### Written exercise
Turn the lines running from the one containing "Would you be able to mark the eyelash" through the end of the material into a numbered list, omitting any blank lines.

Location identification entries
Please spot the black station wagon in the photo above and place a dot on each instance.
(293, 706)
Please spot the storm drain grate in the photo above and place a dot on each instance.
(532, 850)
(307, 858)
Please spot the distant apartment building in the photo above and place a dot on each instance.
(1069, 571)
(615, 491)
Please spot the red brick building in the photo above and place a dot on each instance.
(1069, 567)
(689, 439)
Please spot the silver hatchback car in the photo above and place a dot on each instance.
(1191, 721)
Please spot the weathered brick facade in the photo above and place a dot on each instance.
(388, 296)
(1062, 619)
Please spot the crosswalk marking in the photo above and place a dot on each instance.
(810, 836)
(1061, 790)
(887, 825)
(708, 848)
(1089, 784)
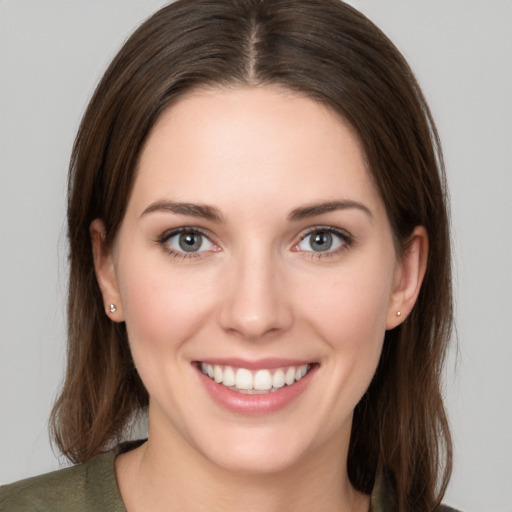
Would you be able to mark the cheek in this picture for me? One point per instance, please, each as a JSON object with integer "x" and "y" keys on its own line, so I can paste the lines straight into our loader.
{"x": 162, "y": 308}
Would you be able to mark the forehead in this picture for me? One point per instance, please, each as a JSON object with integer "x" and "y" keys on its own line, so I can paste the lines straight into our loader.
{"x": 266, "y": 143}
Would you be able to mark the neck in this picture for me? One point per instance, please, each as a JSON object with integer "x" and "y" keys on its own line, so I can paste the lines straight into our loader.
{"x": 167, "y": 470}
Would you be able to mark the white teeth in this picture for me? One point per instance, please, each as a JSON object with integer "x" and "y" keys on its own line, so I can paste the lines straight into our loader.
{"x": 262, "y": 380}
{"x": 278, "y": 379}
{"x": 244, "y": 380}
{"x": 290, "y": 376}
{"x": 229, "y": 377}
{"x": 217, "y": 374}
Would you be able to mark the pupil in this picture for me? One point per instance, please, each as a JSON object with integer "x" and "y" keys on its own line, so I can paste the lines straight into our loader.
{"x": 190, "y": 242}
{"x": 322, "y": 241}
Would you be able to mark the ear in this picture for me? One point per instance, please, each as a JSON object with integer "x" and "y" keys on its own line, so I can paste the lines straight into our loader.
{"x": 408, "y": 278}
{"x": 105, "y": 272}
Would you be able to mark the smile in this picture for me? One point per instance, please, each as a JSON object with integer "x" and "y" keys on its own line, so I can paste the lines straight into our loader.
{"x": 254, "y": 382}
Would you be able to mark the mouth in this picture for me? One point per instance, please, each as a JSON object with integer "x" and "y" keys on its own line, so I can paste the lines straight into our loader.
{"x": 254, "y": 381}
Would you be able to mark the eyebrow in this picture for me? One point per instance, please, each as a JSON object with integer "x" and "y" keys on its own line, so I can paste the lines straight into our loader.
{"x": 202, "y": 211}
{"x": 207, "y": 212}
{"x": 313, "y": 210}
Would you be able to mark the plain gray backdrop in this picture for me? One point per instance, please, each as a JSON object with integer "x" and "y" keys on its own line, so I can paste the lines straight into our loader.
{"x": 52, "y": 53}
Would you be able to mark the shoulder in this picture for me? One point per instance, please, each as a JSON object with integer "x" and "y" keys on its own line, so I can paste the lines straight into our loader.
{"x": 85, "y": 487}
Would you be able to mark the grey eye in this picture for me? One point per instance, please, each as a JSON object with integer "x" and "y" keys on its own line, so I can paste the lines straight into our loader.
{"x": 189, "y": 242}
{"x": 321, "y": 240}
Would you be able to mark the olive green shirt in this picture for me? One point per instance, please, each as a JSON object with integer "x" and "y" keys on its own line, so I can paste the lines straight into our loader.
{"x": 92, "y": 487}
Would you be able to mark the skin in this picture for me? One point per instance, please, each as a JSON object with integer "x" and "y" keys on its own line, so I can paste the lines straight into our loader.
{"x": 255, "y": 289}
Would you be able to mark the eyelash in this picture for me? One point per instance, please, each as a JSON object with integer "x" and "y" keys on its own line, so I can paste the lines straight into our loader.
{"x": 346, "y": 242}
{"x": 345, "y": 238}
{"x": 165, "y": 237}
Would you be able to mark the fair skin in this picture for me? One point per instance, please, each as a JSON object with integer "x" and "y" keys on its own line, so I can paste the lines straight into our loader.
{"x": 258, "y": 280}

### Final result
1. Would you be able to mark the eyelash in this picture for me? One point per instance, please, each as a JSON object with integer "x" and "y" keys on its own line, so I can paste the lines straight into our loader.
2. {"x": 346, "y": 242}
3. {"x": 345, "y": 238}
4. {"x": 165, "y": 237}
5. Would you be able to mark the fair skin in this picture for me? One point per instance, please, each as a JSON object with integer "x" and "y" keys on its own line, so I can paste the lines straight into our loader.
6. {"x": 258, "y": 280}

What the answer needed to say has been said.